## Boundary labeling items

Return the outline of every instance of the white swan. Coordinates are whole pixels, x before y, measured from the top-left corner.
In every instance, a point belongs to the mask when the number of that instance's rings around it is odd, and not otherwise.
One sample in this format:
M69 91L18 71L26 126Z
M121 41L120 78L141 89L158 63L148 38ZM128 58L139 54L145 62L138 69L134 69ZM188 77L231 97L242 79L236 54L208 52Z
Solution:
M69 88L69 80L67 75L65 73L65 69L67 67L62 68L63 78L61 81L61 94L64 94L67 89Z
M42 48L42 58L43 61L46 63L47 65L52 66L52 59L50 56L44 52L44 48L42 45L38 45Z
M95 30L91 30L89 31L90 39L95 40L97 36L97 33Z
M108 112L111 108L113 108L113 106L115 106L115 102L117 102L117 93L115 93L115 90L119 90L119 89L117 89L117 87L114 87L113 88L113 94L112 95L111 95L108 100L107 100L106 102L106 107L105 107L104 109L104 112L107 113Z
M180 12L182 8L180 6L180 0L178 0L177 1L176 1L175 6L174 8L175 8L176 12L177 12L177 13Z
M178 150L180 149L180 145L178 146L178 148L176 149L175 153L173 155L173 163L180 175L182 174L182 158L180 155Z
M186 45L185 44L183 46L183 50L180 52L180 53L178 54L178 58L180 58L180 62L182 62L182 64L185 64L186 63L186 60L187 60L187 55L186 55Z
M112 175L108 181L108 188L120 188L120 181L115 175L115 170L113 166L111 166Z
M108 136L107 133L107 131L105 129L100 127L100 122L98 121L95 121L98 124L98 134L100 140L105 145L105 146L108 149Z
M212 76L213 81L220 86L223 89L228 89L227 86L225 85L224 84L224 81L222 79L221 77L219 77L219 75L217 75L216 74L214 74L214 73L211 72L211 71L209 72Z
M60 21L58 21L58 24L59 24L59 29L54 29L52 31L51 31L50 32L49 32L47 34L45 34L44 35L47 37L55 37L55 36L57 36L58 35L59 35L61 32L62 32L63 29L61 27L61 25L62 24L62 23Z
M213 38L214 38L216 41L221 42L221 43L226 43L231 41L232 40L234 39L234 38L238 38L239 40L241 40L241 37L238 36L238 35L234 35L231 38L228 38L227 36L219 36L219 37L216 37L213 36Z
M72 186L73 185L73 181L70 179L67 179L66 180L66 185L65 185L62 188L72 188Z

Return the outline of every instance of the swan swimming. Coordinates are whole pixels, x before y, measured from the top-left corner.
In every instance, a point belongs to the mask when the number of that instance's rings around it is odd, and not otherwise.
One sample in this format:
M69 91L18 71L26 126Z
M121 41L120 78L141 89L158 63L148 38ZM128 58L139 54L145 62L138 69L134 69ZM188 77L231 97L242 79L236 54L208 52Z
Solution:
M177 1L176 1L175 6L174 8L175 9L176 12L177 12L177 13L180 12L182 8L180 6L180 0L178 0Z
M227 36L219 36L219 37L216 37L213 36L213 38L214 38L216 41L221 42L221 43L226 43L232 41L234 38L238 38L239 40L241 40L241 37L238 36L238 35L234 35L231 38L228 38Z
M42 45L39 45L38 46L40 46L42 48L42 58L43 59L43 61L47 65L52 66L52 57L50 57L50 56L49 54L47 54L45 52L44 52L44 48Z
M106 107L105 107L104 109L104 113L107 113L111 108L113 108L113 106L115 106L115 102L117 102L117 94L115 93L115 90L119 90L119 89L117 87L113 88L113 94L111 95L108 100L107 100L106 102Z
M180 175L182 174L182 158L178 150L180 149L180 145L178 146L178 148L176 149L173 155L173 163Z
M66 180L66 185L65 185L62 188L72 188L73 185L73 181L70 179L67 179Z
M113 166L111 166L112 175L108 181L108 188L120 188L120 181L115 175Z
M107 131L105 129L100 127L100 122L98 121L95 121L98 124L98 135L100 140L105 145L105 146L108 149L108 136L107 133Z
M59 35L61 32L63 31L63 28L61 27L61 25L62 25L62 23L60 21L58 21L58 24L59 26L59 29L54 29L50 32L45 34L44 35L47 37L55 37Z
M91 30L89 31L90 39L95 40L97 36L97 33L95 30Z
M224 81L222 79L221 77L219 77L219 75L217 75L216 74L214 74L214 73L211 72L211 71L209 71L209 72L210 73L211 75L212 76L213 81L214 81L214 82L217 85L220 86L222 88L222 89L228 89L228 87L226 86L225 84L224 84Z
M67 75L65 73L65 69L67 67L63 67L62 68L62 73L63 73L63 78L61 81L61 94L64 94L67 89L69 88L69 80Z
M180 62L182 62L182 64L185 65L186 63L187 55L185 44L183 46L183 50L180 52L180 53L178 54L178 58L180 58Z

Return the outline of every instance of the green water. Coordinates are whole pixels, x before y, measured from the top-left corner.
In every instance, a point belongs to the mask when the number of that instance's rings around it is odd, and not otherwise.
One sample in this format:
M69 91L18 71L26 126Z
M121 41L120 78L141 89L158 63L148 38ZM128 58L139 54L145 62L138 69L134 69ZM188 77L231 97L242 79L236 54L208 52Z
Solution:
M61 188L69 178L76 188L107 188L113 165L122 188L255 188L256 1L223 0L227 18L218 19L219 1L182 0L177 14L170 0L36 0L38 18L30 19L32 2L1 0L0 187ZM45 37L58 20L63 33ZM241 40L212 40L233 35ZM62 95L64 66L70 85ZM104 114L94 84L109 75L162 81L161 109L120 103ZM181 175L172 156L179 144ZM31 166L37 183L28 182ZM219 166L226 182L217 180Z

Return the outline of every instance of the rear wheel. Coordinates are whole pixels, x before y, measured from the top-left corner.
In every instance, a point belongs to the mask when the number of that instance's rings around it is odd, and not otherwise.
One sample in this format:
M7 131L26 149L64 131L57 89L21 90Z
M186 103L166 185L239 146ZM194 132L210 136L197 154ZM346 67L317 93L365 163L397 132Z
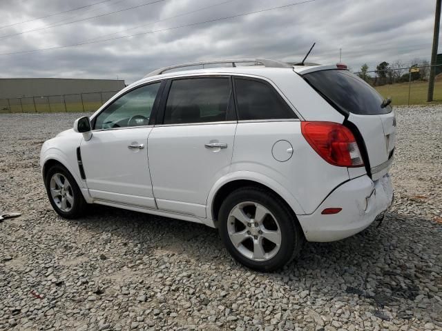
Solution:
M224 200L219 231L227 250L260 271L282 268L300 252L304 237L294 215L280 199L260 188L244 188Z
M75 219L83 214L87 203L66 168L61 165L52 166L46 173L46 186L50 204L59 215Z

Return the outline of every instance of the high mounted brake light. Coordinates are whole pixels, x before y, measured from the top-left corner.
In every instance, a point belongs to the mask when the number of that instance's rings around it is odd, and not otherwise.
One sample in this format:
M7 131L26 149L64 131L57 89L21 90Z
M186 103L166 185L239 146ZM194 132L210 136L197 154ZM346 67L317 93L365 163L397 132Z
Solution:
M342 124L302 121L301 132L313 149L329 163L339 167L364 165L353 133Z

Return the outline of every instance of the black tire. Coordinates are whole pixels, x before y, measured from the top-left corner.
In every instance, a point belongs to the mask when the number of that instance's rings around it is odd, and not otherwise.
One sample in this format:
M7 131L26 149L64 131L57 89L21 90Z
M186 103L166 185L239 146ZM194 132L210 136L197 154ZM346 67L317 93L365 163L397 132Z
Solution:
M60 174L64 176L64 177L68 179L69 184L70 184L70 190L68 192L70 192L70 196L73 197L73 202L72 205L68 205L70 210L68 211L64 211L60 209L60 207L57 205L51 194L50 181L52 176L56 174ZM83 197L75 179L74 179L74 177L73 177L69 171L65 167L59 164L56 164L50 167L46 172L45 184L49 201L54 208L54 210L55 210L59 215L66 219L76 219L84 214L84 212L86 210L87 203L84 200L84 197Z
M233 245L229 237L229 229L231 230L231 226L236 226L236 225L229 225L228 223L233 224L233 221L237 221L236 219L232 220L231 218L229 220L229 214L238 204L244 203L247 205L247 202L246 201L259 203L270 212L271 213L271 217L273 216L273 218L276 219L276 223L280 231L279 250L277 250L274 256L269 257L266 261L255 261L253 258L244 256ZM255 216L253 216L254 217ZM266 216L266 217L267 217ZM289 207L272 192L258 187L244 187L231 192L221 205L218 214L218 224L220 235L230 254L245 266L261 272L271 272L280 269L291 261L299 254L305 240L296 215L289 209ZM240 225L242 226L242 224ZM229 228L229 226L231 228ZM249 228L253 229L253 225ZM241 231L244 231L244 230L241 229ZM242 245L244 243L248 244L247 241L249 240L251 241L251 244L253 247L253 243L255 242L253 238L246 239L240 245ZM242 249L244 250L244 247ZM265 252L265 250L264 251Z

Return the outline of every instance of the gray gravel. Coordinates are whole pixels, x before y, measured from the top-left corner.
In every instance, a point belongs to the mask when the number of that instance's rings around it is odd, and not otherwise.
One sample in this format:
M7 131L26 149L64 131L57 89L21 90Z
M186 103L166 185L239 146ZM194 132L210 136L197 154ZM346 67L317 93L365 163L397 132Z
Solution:
M0 330L442 330L442 107L396 110L382 226L273 274L204 225L94 206L59 217L38 165L79 114L0 115Z

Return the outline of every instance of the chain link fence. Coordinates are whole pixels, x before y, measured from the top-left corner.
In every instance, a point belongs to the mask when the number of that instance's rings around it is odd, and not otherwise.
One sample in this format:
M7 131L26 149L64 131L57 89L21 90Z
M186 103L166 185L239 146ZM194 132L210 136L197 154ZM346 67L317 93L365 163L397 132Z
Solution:
M0 113L93 112L117 92L0 99Z
M442 65L436 70L434 103L442 103ZM432 66L387 68L380 70L359 71L354 74L373 86L392 105L423 105L427 102L430 70Z

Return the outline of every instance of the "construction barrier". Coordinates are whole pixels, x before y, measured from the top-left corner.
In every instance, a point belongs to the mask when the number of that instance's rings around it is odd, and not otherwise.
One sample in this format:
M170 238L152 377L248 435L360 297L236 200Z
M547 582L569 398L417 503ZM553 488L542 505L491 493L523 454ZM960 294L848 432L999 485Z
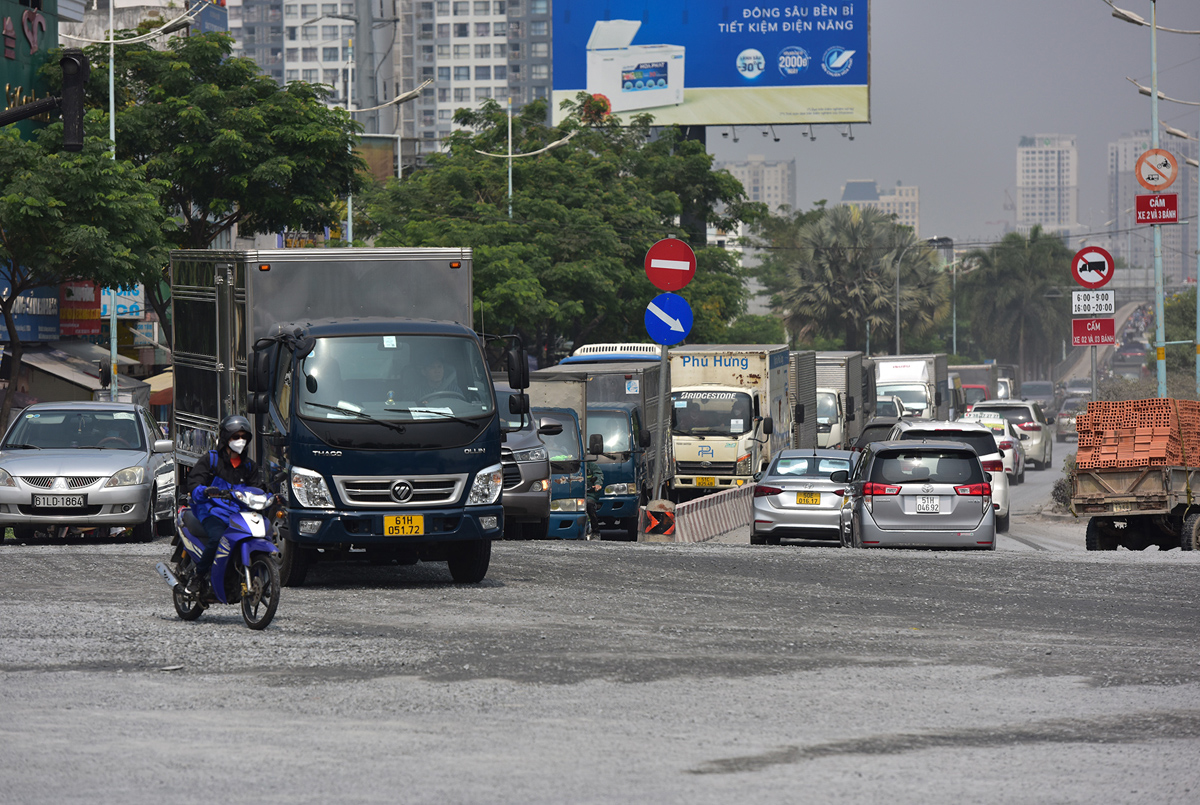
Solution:
M676 542L707 542L739 528L754 516L754 483L680 503L674 509Z

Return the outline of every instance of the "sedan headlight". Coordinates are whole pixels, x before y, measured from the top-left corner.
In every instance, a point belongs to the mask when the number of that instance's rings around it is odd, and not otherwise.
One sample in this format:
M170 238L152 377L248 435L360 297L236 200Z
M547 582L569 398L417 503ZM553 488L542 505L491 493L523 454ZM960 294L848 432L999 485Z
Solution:
M332 509L334 495L320 473L302 467L292 468L292 494L305 509Z
M7 474L7 473L6 473ZM145 467L126 467L122 470L113 473L113 477L108 479L108 483L104 485L106 488L112 486L139 486L146 480L146 468Z
M490 506L500 499L502 488L504 488L504 469L499 464L481 469L475 475L475 482L470 485L467 505Z

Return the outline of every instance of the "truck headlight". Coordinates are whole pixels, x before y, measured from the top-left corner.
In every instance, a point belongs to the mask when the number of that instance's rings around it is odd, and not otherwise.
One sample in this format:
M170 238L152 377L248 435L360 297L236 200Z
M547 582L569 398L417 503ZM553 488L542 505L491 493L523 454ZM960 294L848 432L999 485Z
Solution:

## Written instruction
Rewrite everything from the start of the records down to and including the line that contains "M42 48L42 58L43", replacing "white swan" with "mute swan" and keeping all else unchanged.

## Written reply
Return the outline of every instance of the mute swan. Coordinates are whole pixels, x before y, measured from the top-left corner.
In every instance, a point belongs to the mask when the number of that instance's rings around it is odd, and not otherwise.
One sample in this format:
M69 91L18 71L26 126Z
M121 41L120 78L141 89L158 63L148 38ZM128 58L139 54L145 62L138 69L134 69ZM188 77L231 97L242 79L236 54L208 52Z
Solution:
M69 88L69 80L67 75L65 73L65 69L67 67L62 68L63 78L61 81L61 94L64 94L67 89Z
M42 48L42 58L43 61L46 63L47 65L52 66L52 59L50 56L44 52L44 48L42 45L38 45Z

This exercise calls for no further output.